[Natural-language object grounding data]
== Segment start ==

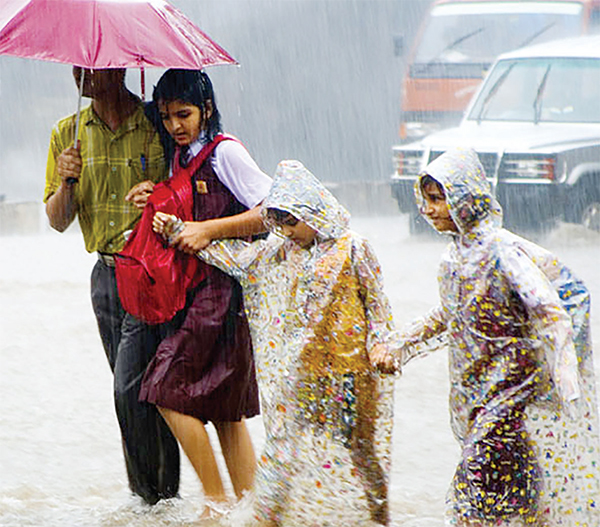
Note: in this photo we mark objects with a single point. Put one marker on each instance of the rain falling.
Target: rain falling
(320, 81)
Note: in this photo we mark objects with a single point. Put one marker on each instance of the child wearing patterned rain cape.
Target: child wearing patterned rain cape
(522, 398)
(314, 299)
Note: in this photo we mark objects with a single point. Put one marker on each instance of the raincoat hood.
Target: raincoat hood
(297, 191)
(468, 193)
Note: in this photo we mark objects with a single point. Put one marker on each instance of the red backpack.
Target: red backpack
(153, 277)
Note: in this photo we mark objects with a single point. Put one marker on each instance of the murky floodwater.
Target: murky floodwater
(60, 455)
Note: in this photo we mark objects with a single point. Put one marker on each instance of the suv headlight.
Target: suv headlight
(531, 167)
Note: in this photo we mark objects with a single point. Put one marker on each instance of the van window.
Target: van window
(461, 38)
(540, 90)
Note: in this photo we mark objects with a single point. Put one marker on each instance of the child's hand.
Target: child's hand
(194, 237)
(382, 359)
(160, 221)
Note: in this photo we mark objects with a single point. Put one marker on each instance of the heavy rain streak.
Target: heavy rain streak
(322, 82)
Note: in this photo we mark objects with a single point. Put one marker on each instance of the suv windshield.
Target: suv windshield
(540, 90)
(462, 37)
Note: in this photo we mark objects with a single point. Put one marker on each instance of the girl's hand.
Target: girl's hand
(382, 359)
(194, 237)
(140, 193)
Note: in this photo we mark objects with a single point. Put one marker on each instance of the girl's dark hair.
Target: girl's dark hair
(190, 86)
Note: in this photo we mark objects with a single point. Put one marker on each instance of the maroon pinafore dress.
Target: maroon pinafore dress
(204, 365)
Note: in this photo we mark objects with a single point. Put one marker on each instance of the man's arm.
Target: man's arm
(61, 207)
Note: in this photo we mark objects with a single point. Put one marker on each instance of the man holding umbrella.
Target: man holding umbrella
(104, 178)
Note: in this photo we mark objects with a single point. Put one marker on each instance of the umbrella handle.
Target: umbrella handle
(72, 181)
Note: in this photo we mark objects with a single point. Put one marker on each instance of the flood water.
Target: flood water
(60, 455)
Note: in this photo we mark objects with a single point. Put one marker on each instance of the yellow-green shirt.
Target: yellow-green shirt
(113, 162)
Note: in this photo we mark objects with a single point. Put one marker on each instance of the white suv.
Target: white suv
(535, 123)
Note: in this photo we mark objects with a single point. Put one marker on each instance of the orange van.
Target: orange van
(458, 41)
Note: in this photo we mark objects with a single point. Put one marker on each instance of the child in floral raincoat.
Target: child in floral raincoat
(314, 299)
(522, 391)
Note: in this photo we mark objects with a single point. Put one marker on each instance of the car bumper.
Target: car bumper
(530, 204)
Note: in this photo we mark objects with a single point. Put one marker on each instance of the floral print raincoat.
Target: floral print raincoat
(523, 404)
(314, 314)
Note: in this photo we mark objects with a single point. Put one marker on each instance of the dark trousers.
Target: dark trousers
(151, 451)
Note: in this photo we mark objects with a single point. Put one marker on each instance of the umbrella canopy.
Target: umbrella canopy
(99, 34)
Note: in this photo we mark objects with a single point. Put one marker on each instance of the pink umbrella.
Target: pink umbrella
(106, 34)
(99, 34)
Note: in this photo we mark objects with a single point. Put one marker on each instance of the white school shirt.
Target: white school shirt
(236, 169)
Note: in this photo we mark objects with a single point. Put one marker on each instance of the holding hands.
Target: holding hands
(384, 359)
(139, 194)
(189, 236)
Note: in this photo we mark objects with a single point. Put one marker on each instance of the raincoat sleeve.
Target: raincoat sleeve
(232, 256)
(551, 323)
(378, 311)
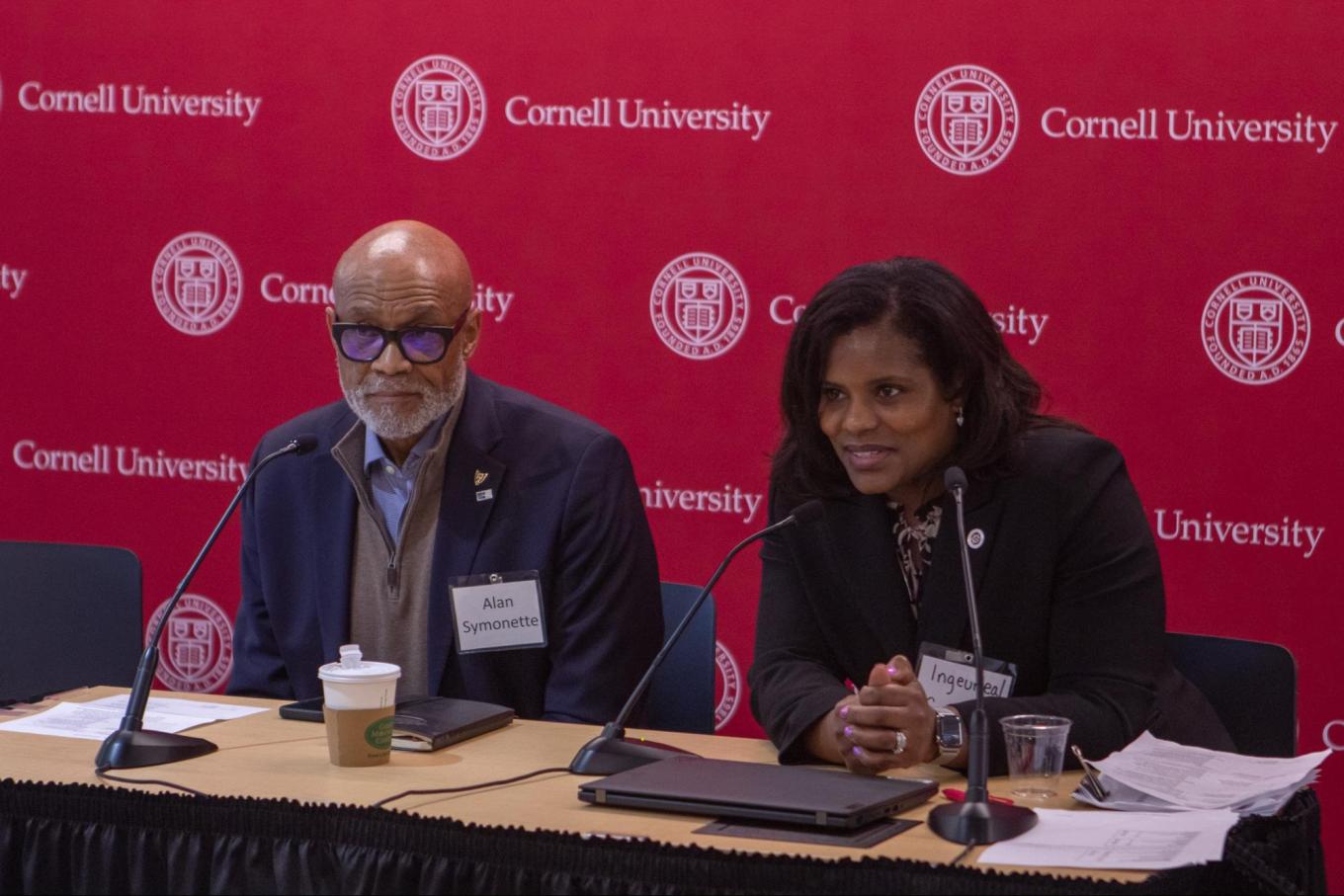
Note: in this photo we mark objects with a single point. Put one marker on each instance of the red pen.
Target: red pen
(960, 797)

== Segment end ==

[YOUR INSTRUCTIONS] All records are to be reproduced exactly; the pictures are to be omitted.

[FINAL ANSWER]
Note: in this photo we mark objects with a single point. Put one marker on each instance of the rain falling.
Target: rain falling
(320, 81)
Note: in this photo we mark objects with a single point. Put one marker on each instance of the child wearing patterned rain cape.
Target: child wearing patterned rain cape
(522, 398)
(314, 299)
Note: in this photo we mark objects with a single point. Put one marker on each instance of the raincoat hood.
Target: raincoat hood
(297, 191)
(468, 193)
Note: in this photo we mark objects with a single point. Put one marker on each instance of the red backpack.
Target: red backpack
(153, 277)
Note: in this photo we mark objects with a single point. Put one marker on each instance of the murky floodwater.
Target: murky floodwater
(60, 455)
Note: in this photo we mark objects with a single point. Put one marker on each instance of the suv headlight.
Target: suv headlight
(531, 167)
Note: in this photo we mark objects with a single point. Put one marker on each instance of the van window.
Target: van window
(461, 38)
(540, 90)
Note: in this photo we mark objects with a single point. Put one marker on each instance of the child's hand.
Target: child's hand
(194, 237)
(382, 359)
(160, 221)
Note: in this photo we mark objects with a single point. Put one marker on each instance of the heavy rain streak.
Target: heavy rain streak
(322, 82)
Note: in this photo we mark objects with a single point. Put one marker on each instance of the suv windshield.
Target: suv windshield
(540, 90)
(462, 37)
Note: in this photo we mark objects with a single point. Put one marker on each instance of the girl's hand.
Target: girl's hand
(382, 359)
(194, 237)
(140, 193)
Note: in this photo we mark objects with a single point. Put one marker on each instance of the girl's dark hair.
Target: girl's dark hair
(190, 86)
Note: in this photo we mark objects with a single point. Put one marker on each instance of the maroon pinafore dress.
Target: maroon pinafore dress
(204, 365)
Note: in this photo we mark objects with a single point. Put one marker on each instance of the man's arm.
Target: man's arm
(61, 207)
Note: in this photo we mark objects with a single point. Put one marker on each instance of the man holding umbrella.
Target: man holding umbrella
(104, 178)
Note: in this photo we mark objects with a single point. Put one marker on each instance of the umbrella handle.
Target: umbrella handle
(72, 181)
Note: in this photo we mark objects with a single point. Put one marker on each instance of the flood water.
Target: flood water
(60, 455)
Note: in this photo we mark objects with a single point. Put one marker on each instance of the yellow-green shirt.
Target: yellow-green shirt
(113, 162)
Note: in this photo we mark objects with a single point. Put one marker on each instance of the white suv.
Target: white suv
(535, 123)
Note: in this photo we mark objects with a single point. Put one marker on each instance of the orange van.
Target: orange van
(458, 41)
Note: in this photo we mark objects with a single point. Put one marker on each instance of the child in floral raincoat.
Target: child in floral raincoat
(314, 299)
(522, 391)
Note: in this photo we mark objects with a single point. Put one marker on each instance of the car bumper.
Target: car bumper
(530, 204)
Note: in this photo we mark objects with a single point. Put one marker on each instance of the floral print raincoat.
Target: floral print raincoat
(523, 404)
(314, 314)
Note: in this photo we mark objects with a single point. Put one marker on each instance of the dark trousers.
Target: dark trousers
(151, 451)
Note: in this photo we mark objects with a single point. Put one marker on each instance of the umbrella canopy.
Target: umbrella canopy
(99, 34)
Note: in this photo we mark objects with a single point. Put one marker on each instance of the pink umbrella.
Target: pink umbrella
(106, 34)
(99, 34)
Note: in this photo we mark objects with a single point. Put one marker on each instance of the white school shirt.
Target: white school shirt
(236, 169)
Note: in this photo we mark objects with a single point. Put one marker on each instance of the holding hands.
Target: holding hands
(384, 359)
(139, 194)
(189, 236)
Note: in this photo we mark objects with a single point. Put one marker on each instance of the raincoat sleeve.
Target: raincoat sleeve
(232, 256)
(551, 323)
(378, 311)
Note: in this photo we mark objects with a single point. Put one marker on each instance of the red pen.
Target: red pen
(960, 797)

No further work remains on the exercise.